Quoted text:
----
Absolutely. Michael, I wanted to go back to something you said that I think is just critically important, that we can't really measure something or count something that we don't really understand. And sometimes we have these quantitative measures. We have district surveys, state tests, things like that, that were designed for some purpose that might not be quite the same purpose that we have in mind today. Talk to us about how qualitative and other approaches to understanding the reality that we have can help us ask better questions. And then ultimately, if we need to collect quantitative data, do a more focused job of that.

[06:22]

Because I agree completely with what you said there.

[06:24] SPEAKER_00:

If we're going to count it, we have to all agree on what the thing looks like. And I don't think anyone in education, if you say, what does student belonging look like? What does someone who's sitting in class really engaging in classroom practice and learning really look like and be able to have everyone see the same thing and count the same thing? That happens so often when we do walkthroughs, administrators do walkthroughs, things like that, that they don't sort of norm on that or think about what biases may come up as they are looking at a certain situation or how kids are engaged. And so I think those are really complex areas in which we want to say a teacher is successful in their classroom. And yet everyone who is looking at it can't agree on what that looks like.
----
Given problem 1:
Quote in full every sentence in the transcript that begins with the word "And".
The transcript and the entries come from separate, unrelated sources.

Data for the task:
----
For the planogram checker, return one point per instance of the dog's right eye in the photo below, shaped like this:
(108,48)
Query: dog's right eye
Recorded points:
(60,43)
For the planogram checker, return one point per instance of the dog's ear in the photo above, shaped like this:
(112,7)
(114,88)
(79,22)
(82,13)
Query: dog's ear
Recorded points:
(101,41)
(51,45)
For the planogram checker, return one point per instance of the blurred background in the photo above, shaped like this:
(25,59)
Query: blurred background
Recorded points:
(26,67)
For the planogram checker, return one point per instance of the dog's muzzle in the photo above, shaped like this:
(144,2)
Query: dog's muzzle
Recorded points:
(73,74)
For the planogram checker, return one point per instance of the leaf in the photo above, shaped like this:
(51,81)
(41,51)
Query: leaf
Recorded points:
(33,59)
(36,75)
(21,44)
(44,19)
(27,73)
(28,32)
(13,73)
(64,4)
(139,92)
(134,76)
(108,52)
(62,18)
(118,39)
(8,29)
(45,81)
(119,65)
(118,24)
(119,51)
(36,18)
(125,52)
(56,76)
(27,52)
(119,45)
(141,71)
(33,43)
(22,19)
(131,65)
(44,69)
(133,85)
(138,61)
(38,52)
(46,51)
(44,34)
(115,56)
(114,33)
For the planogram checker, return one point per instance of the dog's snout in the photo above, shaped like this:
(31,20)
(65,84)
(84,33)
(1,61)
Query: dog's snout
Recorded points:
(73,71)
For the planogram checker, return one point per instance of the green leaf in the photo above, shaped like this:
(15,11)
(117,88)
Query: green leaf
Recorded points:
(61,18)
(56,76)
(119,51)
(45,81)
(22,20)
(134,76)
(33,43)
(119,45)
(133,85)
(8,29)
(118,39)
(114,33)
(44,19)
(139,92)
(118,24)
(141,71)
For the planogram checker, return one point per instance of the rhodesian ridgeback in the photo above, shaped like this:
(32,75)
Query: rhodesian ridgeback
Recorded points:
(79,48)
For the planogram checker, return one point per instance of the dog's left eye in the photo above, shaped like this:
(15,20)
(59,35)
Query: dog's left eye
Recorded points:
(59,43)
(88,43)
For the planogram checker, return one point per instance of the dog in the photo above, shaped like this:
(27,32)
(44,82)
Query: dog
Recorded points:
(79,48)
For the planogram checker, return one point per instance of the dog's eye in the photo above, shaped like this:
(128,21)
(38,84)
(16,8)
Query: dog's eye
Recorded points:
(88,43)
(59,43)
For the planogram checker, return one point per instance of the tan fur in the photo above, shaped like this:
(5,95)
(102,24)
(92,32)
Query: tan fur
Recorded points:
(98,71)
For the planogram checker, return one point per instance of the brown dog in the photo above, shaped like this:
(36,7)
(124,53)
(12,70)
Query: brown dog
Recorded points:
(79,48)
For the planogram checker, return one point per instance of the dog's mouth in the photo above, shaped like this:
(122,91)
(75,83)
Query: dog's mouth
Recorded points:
----
Given problem 2:
Count the lines of the entries that contain the string "blurred", and reply with the number alone.

Response 1:
And sometimes we have these quantitative measures.
And then ultimately, if we need to collect quantitative data, do a more focused job of that.
And I don't think anyone in education, if you say, what does student belonging look like?
And so I think those are really complex areas in which we want to say a teacher is successful in their classroom.
And yet everyone who is looking at it can't agree on what that looks like.

Response 2:
2